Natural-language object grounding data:
*****

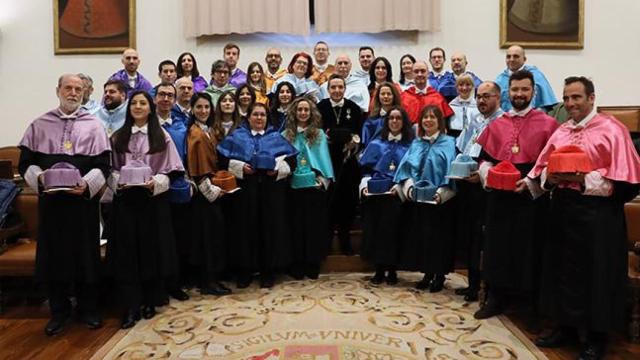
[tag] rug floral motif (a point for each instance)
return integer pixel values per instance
(338, 317)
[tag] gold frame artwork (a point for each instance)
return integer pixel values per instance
(555, 34)
(79, 29)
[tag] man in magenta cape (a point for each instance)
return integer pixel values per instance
(585, 262)
(513, 218)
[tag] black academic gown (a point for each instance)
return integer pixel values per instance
(515, 230)
(339, 125)
(584, 279)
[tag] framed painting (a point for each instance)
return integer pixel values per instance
(93, 27)
(542, 24)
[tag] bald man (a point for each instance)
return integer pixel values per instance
(130, 75)
(68, 247)
(356, 90)
(543, 97)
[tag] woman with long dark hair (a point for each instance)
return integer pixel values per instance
(428, 246)
(284, 95)
(309, 183)
(208, 243)
(142, 251)
(261, 160)
(186, 66)
(382, 214)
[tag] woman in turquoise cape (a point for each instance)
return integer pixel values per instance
(308, 196)
(382, 214)
(428, 246)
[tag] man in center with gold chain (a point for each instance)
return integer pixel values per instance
(515, 218)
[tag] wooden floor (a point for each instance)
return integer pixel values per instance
(22, 337)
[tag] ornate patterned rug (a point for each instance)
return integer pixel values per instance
(339, 316)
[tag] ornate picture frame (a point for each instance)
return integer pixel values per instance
(542, 24)
(96, 27)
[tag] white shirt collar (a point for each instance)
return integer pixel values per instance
(586, 119)
(339, 103)
(71, 116)
(165, 121)
(431, 138)
(521, 113)
(135, 129)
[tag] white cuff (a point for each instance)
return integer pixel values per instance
(407, 185)
(95, 181)
(401, 195)
(31, 176)
(323, 181)
(597, 185)
(235, 167)
(363, 185)
(445, 193)
(534, 188)
(483, 171)
(282, 168)
(161, 184)
(208, 190)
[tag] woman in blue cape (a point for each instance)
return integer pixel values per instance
(309, 183)
(428, 246)
(260, 160)
(381, 198)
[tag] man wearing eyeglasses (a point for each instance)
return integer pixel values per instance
(219, 81)
(471, 197)
(179, 191)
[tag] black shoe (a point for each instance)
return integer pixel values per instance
(559, 337)
(56, 325)
(266, 281)
(424, 283)
(179, 295)
(463, 291)
(471, 296)
(489, 309)
(130, 318)
(592, 351)
(216, 289)
(437, 284)
(378, 278)
(392, 277)
(243, 281)
(148, 312)
(92, 320)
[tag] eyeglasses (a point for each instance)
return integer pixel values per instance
(485, 96)
(167, 95)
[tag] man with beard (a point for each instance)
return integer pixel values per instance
(68, 251)
(543, 96)
(355, 89)
(471, 198)
(365, 57)
(321, 67)
(180, 189)
(515, 219)
(231, 54)
(342, 121)
(585, 264)
(114, 106)
(130, 76)
(182, 109)
(420, 94)
(274, 72)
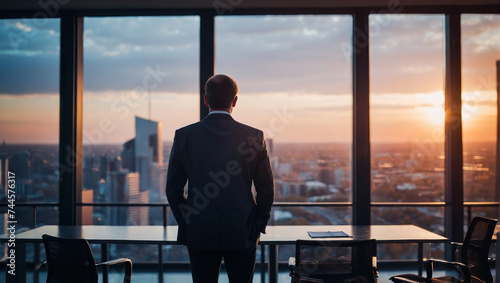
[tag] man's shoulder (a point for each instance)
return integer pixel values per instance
(248, 128)
(188, 127)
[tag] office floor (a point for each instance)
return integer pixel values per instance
(184, 276)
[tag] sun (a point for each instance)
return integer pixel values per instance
(431, 106)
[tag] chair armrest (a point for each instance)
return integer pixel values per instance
(455, 263)
(128, 267)
(430, 266)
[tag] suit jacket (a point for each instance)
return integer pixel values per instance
(219, 158)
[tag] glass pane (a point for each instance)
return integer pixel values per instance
(407, 121)
(480, 53)
(141, 84)
(29, 121)
(294, 77)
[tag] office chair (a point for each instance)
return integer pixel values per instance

*****

= TASK PROMPT =
An exact, image-free transcription of all the records above is needed.

= WRITTEN SOLUTION =
[tag] rug floral motif (a point for each instance)
return integer pixel values per instance
(338, 317)
[tag] gold frame artwork (a point for each instance)
return integer pixel values per instance
(555, 34)
(79, 29)
[tag] man in magenta cape (a point for each instance)
return integer pixel values per instance
(585, 262)
(513, 218)
[tag] black academic gown (a point for each instance)
return integer pixel values per instance
(515, 230)
(339, 125)
(584, 279)
[tag] framed painting (a point for each instance)
return integer pixel values per instance
(93, 27)
(542, 24)
[tag] bald man (a point for each instance)
return integer pixel values per instance
(130, 75)
(68, 247)
(356, 90)
(543, 97)
[tag] woman with long dark hair (a point for each instance)
return integer pixel values per instance
(428, 246)
(284, 95)
(309, 183)
(208, 243)
(142, 251)
(261, 160)
(186, 66)
(382, 214)
[tag] woman in turquoise cape (a point for each instance)
return integer pixel values per instance
(308, 196)
(382, 214)
(428, 246)
[tag] man in center with gold chain (a point for each instance)
return integer pixel values per instance
(515, 218)
[tag] wooden floor (a point for each instance)
return integer pixel values per instance
(22, 337)
[tag] ornate patterned rug (a point for each instance)
return integer pixel values per instance
(339, 316)
[tag] ornate picture frame (a point for each instance)
return integer pixel values per instance
(542, 24)
(96, 27)
[tag] white shirt collar (a point for each instance)
return integer pixel values per instance
(586, 119)
(339, 103)
(71, 116)
(165, 121)
(431, 138)
(521, 113)
(135, 129)
[tag] white cuff (a point for each instance)
return integer pixel values per instance
(407, 185)
(95, 181)
(401, 195)
(31, 176)
(323, 181)
(597, 185)
(235, 167)
(363, 185)
(445, 193)
(534, 188)
(483, 171)
(282, 168)
(161, 184)
(208, 190)
[tag] woman in blue cape (a point for each instance)
return integer pixel values per instance
(309, 183)
(428, 246)
(260, 160)
(381, 198)
[tag] man wearing eyeglasses (a point for each instance)
return integer pixel values per instance
(219, 81)
(471, 197)
(179, 191)
[tag] black shoe (a point for each instance)
return integer pixel values per instance
(559, 337)
(56, 325)
(266, 281)
(424, 283)
(179, 295)
(463, 291)
(471, 296)
(489, 309)
(130, 318)
(592, 351)
(216, 289)
(437, 284)
(378, 278)
(392, 277)
(243, 281)
(148, 312)
(92, 320)
[tag] eyeglasses (a point for each instance)
return integer pixel values per instance
(485, 96)
(167, 95)
[tag] man with beard (a point for each instance)
return integer pixel values per instance
(68, 251)
(543, 96)
(355, 89)
(471, 198)
(365, 57)
(321, 67)
(180, 189)
(515, 219)
(231, 54)
(342, 121)
(585, 264)
(114, 106)
(130, 76)
(182, 109)
(420, 94)
(274, 72)
[tag] man's shoulder (a point for each instance)
return integer pixel values per instance
(248, 128)
(188, 127)
[tag] office floor (a point for each instance)
return integer pixel values per instance
(184, 276)
[tag] sun (a point for each instance)
return integer pixel values per instance
(431, 106)
[tag] chair armrest (a point for each instance)
return integer pixel values per instance
(455, 263)
(128, 267)
(430, 266)
[tag] suit jacket (a point for each instance)
return integer pixel values per instance
(219, 158)
[tag] glass pane (a point for each instance)
return integer pixel values per instance
(407, 121)
(480, 53)
(141, 84)
(29, 121)
(294, 77)
[tag] office chair (a point for each instance)
return integer pixel values per instance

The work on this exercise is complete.